# [Records from a data source]
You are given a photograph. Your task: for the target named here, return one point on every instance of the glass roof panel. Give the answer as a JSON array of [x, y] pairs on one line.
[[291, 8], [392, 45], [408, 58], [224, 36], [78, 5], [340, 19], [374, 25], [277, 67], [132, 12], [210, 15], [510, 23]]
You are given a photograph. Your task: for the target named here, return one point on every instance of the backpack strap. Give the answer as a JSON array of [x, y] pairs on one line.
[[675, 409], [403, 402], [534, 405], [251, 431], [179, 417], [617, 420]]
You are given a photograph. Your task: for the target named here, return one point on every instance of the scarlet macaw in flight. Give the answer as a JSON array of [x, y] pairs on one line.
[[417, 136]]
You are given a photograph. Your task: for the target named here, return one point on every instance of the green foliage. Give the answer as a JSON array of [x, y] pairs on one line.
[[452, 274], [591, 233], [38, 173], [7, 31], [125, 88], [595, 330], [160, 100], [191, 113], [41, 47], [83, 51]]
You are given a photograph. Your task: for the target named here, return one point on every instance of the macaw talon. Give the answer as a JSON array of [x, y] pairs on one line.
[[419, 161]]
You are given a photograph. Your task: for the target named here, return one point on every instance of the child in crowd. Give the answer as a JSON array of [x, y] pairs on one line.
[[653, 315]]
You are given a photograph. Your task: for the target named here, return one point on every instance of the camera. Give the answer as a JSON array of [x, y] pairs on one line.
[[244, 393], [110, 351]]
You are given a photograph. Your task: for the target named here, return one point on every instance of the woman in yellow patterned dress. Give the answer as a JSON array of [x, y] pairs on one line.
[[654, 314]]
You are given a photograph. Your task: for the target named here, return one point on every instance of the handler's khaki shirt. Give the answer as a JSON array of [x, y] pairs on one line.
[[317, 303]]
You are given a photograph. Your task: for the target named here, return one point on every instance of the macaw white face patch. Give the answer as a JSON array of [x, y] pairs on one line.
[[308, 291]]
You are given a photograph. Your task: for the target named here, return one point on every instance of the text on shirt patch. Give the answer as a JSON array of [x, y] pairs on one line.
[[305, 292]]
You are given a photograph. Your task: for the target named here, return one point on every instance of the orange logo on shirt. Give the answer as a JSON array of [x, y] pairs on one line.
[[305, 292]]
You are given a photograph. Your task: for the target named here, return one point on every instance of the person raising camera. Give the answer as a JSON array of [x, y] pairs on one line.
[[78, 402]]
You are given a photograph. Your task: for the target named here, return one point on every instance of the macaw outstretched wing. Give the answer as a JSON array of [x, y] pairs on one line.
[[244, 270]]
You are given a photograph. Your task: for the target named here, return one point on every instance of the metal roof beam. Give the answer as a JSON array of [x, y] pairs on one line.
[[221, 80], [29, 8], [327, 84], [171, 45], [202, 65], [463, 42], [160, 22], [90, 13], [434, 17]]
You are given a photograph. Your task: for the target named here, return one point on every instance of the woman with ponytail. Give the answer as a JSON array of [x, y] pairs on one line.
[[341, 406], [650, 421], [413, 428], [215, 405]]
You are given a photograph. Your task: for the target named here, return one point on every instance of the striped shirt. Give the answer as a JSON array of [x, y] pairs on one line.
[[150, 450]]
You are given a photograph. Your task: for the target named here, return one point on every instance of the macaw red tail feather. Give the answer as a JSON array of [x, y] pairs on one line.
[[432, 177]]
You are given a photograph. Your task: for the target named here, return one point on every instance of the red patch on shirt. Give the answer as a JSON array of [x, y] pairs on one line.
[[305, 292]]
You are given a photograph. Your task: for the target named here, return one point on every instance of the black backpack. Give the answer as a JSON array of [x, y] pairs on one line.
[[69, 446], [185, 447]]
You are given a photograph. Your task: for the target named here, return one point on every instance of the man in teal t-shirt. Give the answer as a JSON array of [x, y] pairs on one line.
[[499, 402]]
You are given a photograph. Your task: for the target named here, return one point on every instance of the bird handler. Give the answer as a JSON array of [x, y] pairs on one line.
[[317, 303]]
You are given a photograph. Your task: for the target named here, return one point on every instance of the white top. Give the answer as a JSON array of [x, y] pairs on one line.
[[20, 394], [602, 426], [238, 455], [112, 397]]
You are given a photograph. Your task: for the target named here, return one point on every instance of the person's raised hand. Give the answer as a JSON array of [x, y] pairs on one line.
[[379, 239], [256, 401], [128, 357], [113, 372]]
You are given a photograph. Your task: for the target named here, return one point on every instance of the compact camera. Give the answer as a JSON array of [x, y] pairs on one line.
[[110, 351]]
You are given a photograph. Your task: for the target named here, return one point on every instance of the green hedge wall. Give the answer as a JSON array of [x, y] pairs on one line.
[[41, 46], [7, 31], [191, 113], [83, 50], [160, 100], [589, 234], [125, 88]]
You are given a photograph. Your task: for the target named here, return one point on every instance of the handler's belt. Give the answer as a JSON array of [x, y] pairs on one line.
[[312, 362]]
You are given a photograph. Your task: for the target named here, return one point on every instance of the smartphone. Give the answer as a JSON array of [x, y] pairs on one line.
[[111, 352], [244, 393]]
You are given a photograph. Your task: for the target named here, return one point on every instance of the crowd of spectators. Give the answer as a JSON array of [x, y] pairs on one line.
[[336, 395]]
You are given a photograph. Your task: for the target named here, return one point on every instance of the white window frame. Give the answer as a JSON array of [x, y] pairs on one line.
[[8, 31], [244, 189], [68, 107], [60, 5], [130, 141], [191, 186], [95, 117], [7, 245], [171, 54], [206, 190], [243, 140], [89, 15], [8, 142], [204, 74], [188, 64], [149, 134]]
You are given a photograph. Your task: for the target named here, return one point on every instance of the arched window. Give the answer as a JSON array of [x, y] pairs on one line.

# [Problem description]
Repeat the data verbatim.

# [Solved exercise]
You are given a photograph. Your task: for the target named here, return one point on every instance of the glass roof panel. Give the answer as a JSON array of [x, y] pairs on one line.
[[291, 8], [392, 45], [408, 58], [224, 36], [78, 5], [340, 19], [374, 25], [277, 67], [132, 12], [210, 15], [510, 23]]
You are given a photograph. Your task: for the target named here, return one point on every instance of the backpack strap. Give the answer as a JSON array of [x, y] pairs on one line.
[[675, 409], [403, 402], [534, 405], [251, 431], [179, 417], [617, 420]]
You are given a photograph. Your task: for the target named here, return one point on every instance of the scarlet macaw in flight. Give the answer as a JSON array of [x, y] pairs on one line.
[[417, 136]]
You are given a photograph. Your task: for the target named here, return one point on every instance of the green foliage. Give the answer as a JSON array of [x, y] pairs on one line.
[[452, 274], [591, 233], [38, 173], [7, 31], [125, 88], [595, 330], [160, 100], [191, 113], [41, 47], [83, 51]]
You are given a photograph. Your task: for the target named here, return one point on every instance of the macaw talon. Give the answer as a JSON array of [x, y] pairs on one line.
[[419, 161]]
You are given a photograph. Your task: for the target named here, return one point on every instance of the child in crowd. Give the answer as a JSON array of [x, y] pairs on one line.
[[653, 315]]
You are given a photograph. Your task: for the target named here, return one point on every instance of the camera. Give the answer as a JSON array of [x, y] pairs on one line.
[[244, 393], [110, 351]]
You are given a photograph. Your task: for the target named here, return one point on every instance of the woman in yellow patterned dress. Give the answer as a JSON array of [x, y] pairs on one line.
[[654, 314]]
You are given a photograph. Your task: for the target named here, return one point on every instance of the handler's khaki shirt. Give the answer as a JSON array of [x, y] pairs on one line.
[[317, 303]]
You are given a photograph. Your task: for the target named here, return one point on every instance of the macaw white face patch. Give the answer as a JSON array of [x, y] pairs on one line.
[[308, 291]]
You are given a photograph. Your task: for the target named here, return one point on every instance of the text on shirt patch. Give the answer as a JSON array of [x, y] pairs on one line.
[[305, 292]]
You are given a photograph. Your task: for the target named here, return one point on every instance of the orange logo on shirt. Give the answer as a JSON array of [x, y] pairs on one line.
[[305, 292]]
You are given a photograph. Your task: for the target named here, return one point on every instance of the person raising camera. Give the answer as a JSON array of [x, y] pairs on one line.
[[78, 402]]
You are given a photograph. Your task: for the target named here, return one point on every instance of the macaw outstretched wing. Give the answer as a JSON array of [x, y] pairs on one line.
[[244, 270]]
You are given a photograph. Your task: for the target named here, return one point on every instance of the metal roof beam. Give the answer as a JSON array of [x, y] pairs on one line.
[[221, 80], [29, 8], [327, 84], [171, 45], [202, 65], [463, 42], [160, 22], [90, 13], [434, 17]]
You are given a photograph. Your task: for the target named here, return one point on every instance of the woman with ponytail. Give the answer as a JSON array of [x, y] pairs on one line.
[[341, 406], [650, 421], [413, 428], [215, 405]]
You are given a photograph. Your task: for the target named here, return one point on every instance of the striped shirt. Give the answer as a JSON array of [x, y] pairs on one line.
[[150, 450]]
You are given a photograph. Your task: for the target named here, return one point on every instance of the macaw red tail feather. Give the answer as a JSON array of [x, y] pairs on one line.
[[432, 177]]
You are given a photograph. Your task: for the target named here, return one point on every instance of the red patch on shirt. Give the answer as a JSON array of [x, y] pairs on one line.
[[305, 292]]
You are given a photograph. Your task: for the target named here, return one point on every instance of the black backpack. Give the answer as a JSON array of [x, y] pairs on one line.
[[69, 446], [185, 447]]
You are given a photograph. Your task: for the target named here, return one point on every instance of the man in teal t-shirt. Give the answer as a JSON array of [x, y] pairs on one line.
[[499, 402]]
You are given a photograph. Your task: for the target named here, return one point on every instance of the bird handler. Give the answer as a JSON array of [x, y] pairs on one line.
[[317, 303]]
You are given a photograph. Your task: for the target named here, return one point on every instance of the white top. Give the answer as a JSON array of [x, y] pairs on one line.
[[20, 394], [602, 426], [238, 455], [112, 397]]
You are given a photograph. Your task: for the target named here, return one point on every instance of the person's raised hand. Give the answer as a JSON array of [x, y] pairs on one line.
[[379, 239], [256, 401], [128, 357], [113, 372]]
You are given a photograph. Your task: for the target named here, return one point on every instance of the compact camera. Give the answer as a JSON array of [x, y] pairs on one line.
[[110, 351]]
You are given a photograph. Your task: for the target named here, return one point on every instance of the green hedge wall. Give the answer as a JSON array of [x, y] pairs on one line.
[[41, 46], [7, 31], [191, 113], [83, 50], [160, 100], [589, 234], [125, 88]]
You are given a photograph. Your task: for the target named here, return one point on every instance of the handler's belt. Give the answer as a JSON array of [x, y] pairs on one line.
[[312, 362]]
You are given a photograph. Your task: for the target named here, return one point on every instance of the smartphone. Give the answer as a JSON array of [x, y] pairs on one line.
[[111, 352], [244, 393]]
You are given a photograph. Your task: for the target named here, return one point on every instance of the crowd of spectators. Give the answer as a JSON array of [x, y] pairs on one line.
[[336, 395]]
You are given a photograph. Your task: for the target named here, return one point on every instance of the white window frame. Give the answer as a JSON array of [x, y] pairs on one line.
[[8, 31], [244, 189], [68, 107], [60, 5], [130, 141], [191, 186], [95, 117], [7, 245], [171, 54], [206, 190], [243, 140], [89, 15], [8, 142], [204, 74], [188, 64], [149, 134]]
You are given a photograph. Your task: for the target named here, return one point on every instance of the arched window. Give the answer as a JSON array of [x, y] pairs on one line.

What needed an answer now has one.